- _Work to be completed_: Rewrite the rows from the line that contains "find man's face." through the end of the rows, changing "Screen reader helper" to "Accessibility assistant" and leaving everything else as it is.
§
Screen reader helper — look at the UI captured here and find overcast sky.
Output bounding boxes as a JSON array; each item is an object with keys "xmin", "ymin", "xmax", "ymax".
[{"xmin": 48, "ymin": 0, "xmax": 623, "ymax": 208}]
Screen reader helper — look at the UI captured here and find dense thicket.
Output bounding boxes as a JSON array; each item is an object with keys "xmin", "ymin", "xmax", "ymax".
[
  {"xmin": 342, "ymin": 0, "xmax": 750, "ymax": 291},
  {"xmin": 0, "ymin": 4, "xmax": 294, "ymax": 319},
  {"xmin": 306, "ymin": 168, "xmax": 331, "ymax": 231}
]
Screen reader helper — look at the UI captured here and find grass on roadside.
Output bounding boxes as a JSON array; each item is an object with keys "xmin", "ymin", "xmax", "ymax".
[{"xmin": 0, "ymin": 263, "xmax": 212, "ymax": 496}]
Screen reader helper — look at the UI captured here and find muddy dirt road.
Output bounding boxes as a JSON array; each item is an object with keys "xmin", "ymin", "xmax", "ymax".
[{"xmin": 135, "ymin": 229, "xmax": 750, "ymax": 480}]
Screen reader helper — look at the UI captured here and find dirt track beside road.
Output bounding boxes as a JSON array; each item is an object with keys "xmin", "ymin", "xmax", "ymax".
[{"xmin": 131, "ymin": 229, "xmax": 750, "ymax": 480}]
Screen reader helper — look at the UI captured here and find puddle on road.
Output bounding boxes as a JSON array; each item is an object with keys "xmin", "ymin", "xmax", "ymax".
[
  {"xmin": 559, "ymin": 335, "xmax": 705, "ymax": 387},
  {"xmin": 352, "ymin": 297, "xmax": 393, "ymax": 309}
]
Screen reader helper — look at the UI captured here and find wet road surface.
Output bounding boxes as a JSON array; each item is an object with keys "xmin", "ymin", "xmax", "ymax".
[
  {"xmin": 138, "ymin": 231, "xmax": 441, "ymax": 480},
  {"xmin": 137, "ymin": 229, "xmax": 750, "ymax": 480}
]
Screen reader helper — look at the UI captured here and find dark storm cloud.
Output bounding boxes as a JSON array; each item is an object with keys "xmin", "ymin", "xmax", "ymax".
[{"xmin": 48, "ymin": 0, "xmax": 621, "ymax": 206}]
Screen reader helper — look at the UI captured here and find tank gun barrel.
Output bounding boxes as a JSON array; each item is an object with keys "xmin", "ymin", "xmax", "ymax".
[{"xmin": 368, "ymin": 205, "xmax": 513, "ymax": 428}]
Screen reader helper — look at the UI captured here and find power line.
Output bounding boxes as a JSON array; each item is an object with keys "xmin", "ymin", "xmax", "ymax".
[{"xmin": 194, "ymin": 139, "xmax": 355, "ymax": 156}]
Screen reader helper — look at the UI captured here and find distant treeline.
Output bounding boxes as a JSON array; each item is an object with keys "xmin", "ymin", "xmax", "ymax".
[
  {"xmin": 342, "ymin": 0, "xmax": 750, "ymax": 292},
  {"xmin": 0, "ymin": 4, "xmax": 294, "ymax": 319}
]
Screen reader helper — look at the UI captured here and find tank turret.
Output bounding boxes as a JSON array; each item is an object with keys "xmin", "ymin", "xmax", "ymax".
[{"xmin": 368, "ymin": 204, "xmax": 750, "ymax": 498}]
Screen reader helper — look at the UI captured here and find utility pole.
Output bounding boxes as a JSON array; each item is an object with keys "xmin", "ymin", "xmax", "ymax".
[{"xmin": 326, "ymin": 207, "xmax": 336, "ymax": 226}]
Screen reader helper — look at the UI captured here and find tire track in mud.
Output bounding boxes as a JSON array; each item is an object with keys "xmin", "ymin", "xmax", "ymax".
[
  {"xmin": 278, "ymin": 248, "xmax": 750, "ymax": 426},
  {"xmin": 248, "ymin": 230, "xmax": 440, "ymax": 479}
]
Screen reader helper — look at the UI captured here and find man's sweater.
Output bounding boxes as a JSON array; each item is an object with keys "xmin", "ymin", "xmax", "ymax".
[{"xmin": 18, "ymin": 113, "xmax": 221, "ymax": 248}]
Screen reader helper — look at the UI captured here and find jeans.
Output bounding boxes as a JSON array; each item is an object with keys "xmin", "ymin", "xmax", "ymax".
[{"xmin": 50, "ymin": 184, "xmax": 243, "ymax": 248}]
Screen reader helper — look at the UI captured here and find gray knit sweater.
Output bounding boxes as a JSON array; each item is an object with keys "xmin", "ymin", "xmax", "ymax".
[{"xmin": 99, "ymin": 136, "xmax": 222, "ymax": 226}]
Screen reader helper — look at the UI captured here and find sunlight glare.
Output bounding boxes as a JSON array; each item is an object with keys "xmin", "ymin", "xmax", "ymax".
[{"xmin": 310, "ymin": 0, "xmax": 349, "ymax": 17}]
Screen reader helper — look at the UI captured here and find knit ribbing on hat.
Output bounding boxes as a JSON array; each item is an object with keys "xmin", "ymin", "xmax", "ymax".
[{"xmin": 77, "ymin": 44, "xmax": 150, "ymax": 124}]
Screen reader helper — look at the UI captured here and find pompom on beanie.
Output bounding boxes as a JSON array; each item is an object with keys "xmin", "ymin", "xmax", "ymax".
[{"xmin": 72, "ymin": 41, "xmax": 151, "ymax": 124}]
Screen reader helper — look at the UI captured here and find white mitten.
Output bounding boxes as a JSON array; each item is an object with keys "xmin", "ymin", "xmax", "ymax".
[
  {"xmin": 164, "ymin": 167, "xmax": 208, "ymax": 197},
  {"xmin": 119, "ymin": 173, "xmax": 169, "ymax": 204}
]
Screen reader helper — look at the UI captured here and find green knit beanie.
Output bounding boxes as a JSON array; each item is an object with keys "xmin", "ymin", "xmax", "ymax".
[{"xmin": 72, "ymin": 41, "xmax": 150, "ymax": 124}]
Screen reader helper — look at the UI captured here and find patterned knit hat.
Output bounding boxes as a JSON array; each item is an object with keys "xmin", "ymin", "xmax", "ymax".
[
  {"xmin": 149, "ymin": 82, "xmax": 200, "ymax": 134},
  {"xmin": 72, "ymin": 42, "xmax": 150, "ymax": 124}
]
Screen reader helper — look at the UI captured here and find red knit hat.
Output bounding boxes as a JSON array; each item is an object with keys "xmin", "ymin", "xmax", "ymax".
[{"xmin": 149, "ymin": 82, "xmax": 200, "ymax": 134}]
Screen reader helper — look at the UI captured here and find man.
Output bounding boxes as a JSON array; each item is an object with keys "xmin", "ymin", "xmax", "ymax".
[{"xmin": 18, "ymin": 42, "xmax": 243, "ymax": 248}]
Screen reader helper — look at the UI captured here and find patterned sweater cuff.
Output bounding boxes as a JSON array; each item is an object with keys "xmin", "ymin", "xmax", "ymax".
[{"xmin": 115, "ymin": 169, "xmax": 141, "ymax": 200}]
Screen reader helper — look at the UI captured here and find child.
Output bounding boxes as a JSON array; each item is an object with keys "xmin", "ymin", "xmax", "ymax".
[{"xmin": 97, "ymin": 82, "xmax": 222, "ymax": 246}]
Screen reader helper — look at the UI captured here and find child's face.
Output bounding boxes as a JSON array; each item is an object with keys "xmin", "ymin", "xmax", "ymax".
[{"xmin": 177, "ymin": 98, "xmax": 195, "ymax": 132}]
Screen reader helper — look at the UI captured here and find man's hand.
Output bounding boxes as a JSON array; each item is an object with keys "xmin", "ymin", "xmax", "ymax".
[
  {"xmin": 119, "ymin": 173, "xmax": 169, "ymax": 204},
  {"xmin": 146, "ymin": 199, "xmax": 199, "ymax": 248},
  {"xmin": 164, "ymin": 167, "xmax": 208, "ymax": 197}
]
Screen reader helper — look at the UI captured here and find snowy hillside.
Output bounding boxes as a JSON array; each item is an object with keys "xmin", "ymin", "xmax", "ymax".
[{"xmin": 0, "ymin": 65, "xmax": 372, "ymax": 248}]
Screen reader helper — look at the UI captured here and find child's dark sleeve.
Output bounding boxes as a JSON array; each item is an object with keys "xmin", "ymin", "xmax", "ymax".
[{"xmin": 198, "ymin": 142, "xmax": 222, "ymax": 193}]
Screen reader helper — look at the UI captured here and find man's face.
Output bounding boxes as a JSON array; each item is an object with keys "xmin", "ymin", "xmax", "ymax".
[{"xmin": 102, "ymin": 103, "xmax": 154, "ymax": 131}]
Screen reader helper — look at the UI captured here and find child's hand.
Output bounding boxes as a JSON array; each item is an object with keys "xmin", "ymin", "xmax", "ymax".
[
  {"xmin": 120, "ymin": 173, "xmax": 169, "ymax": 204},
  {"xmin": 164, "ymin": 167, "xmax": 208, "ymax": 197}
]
§
- _The solution_:
Accessibility assistant — look at the UI captured here and find man's face.
Output bounding boxes as a JSON array; each item is an object with keys "xmin", "ymin", "xmax", "ymax".
[{"xmin": 102, "ymin": 103, "xmax": 154, "ymax": 131}]
Accessibility assistant — look at the UI captured here and find child's hand.
Output bounding boxes as a JSON array; each item is an object with keys "xmin", "ymin", "xmax", "ymax".
[
  {"xmin": 120, "ymin": 173, "xmax": 169, "ymax": 204},
  {"xmin": 164, "ymin": 167, "xmax": 208, "ymax": 197}
]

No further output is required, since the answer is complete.